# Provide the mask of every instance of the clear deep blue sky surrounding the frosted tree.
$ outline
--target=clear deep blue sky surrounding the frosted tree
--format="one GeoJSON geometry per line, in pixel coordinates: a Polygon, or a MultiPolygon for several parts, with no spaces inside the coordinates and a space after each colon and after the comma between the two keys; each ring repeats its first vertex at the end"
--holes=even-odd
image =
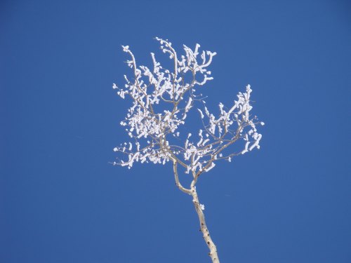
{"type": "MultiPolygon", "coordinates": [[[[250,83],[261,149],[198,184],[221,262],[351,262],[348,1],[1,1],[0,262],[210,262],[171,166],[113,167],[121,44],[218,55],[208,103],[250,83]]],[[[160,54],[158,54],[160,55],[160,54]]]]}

----------------------------------------

* [Required work] What is needed is an exact copy of every record above, minus the images.

* [Answer to the problem]
# Provide the mask of every instance of the clear deep blue sky surrounding the frosted tree.
$ outline
--target=clear deep blue sky surrounding the frosted tree
--format="one GeoJSON geometry per line, in pixel coordinates: a Polygon, or a MultiPolygon for several parts, with no spaces inside the coordinates and a space after each colon and after the comma between the two keys; each ring repeats its first vertex at the end"
--holes=even-odd
image =
{"type": "MultiPolygon", "coordinates": [[[[250,83],[261,149],[198,184],[221,262],[351,262],[348,1],[1,1],[0,262],[210,262],[171,166],[113,167],[121,44],[218,55],[208,103],[250,83]]],[[[160,54],[158,54],[160,55],[160,54]]]]}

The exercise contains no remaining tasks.